## Extrait à lire:
Avec l’arrivée du tourisme dans notre région à la fin du XIXe siècle, les hôtels se sont multipliés autour de la fontaine, dont le bassin s’ornait alors d’un large trottoir pavé de « calades » (galets). Les charrettes de convoi des négociants stationnèrent sur la place. Mais la Tine ne se limitait pas aux passages des charrettes. Comme nous le rappelle P. Costecalde : « Inimaginables de nos jours, les passages réguliers dans la rue de troupeaux bruyants de bovins qui, débarqués de la gare SNCF traversaient toute la ville en meuglant à qui mieux mieux, faisant claquer leurs sabots sur la chaussée. Ils empruntaient l’avenue de la gare (actuelle avenue A. Merle), la rue Jean-François Alméras et la rue du Sacré-Cœur. Parfois, affolée, une bête faisait mine de pénétrer dans la cour de l’école du Sacré-Coeur à la grande frayeur des élèves. D’autres fois, coincées, prises dans la bousculade, dérapant sur la chaussée, certaines ont failli atterrir dans la vitrine de la boulangerie au fond de la rue. Accélérant l’allure, passant devant le ferradou du père Trouche, les troupeaux dévalaient ensuite toujours aussi bruyamment la rue de la Paulèle jusqu’aux écuries situées au bord du Tarn tout près de l’abattoir municipal » (De la rue du Sacré-Cœur à la Tine, Des Millavois parlent aux Millavois, tome III, 2012)

## Matériel recueilli:
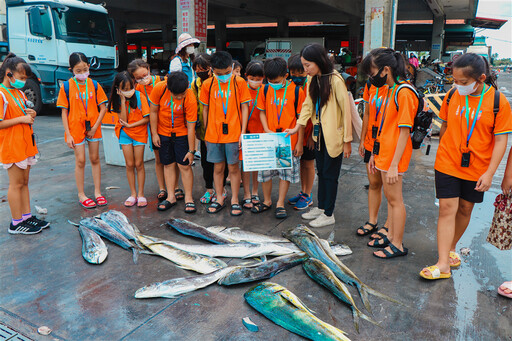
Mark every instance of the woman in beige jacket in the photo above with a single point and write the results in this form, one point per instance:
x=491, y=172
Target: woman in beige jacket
x=327, y=105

## Énoncé de la tâche:
Renvoyer à l'identique, du premier au dernier mot, l'extrait sur la place de la Tine.

## Problème résolu:
Avec l’arrivée du tourisme dans notre région à la fin du XIXe siècle, les hôtels se sont multipliés autour de la fontaine, dont le bassin s’ornait alors d’un large trottoir pavé de « calades » (galets). Les charrettes de convoi des négociants stationnèrent sur la place. Mais la Tine ne se limitait pas aux passages des charrettes. Comme nous le rappelle P. Costecalde : « Inimaginables de nos jours, les passages réguliers dans la rue de troupeaux bruyants de bovins qui, débarqués de la gare SNCF traversaient toute la ville en meuglant à qui mieux mieux, faisant claquer leurs sabots sur la chaussée. Ils empruntaient l’avenue de la gare (actuelle avenue A. Merle), la rue Jean-François Alméras et la rue du Sacré-Cœur. Parfois, affolée, une bête faisait mine de pénétrer dans la cour de l’école du Sacré-Coeur à la grande frayeur des élèves. D’autres fois, coincées, prises dans la bousculade, dérapant sur la chaussée, certaines ont failli atterrir dans la vitrine de la boulangerie au fond de la rue. Accélérant l’allure, passant devant le ferradou du père Trouche, les troupeaux dévalaient ensuite toujours aussi bruyamment la rue de la Paulèle jusqu’aux écuries situées au bord du Tarn tout près de l’abattoir municipal » (De la rue du Sacré-Cœur à la Tine, Des Millavois parlent aux Millavois, tome III, 2012)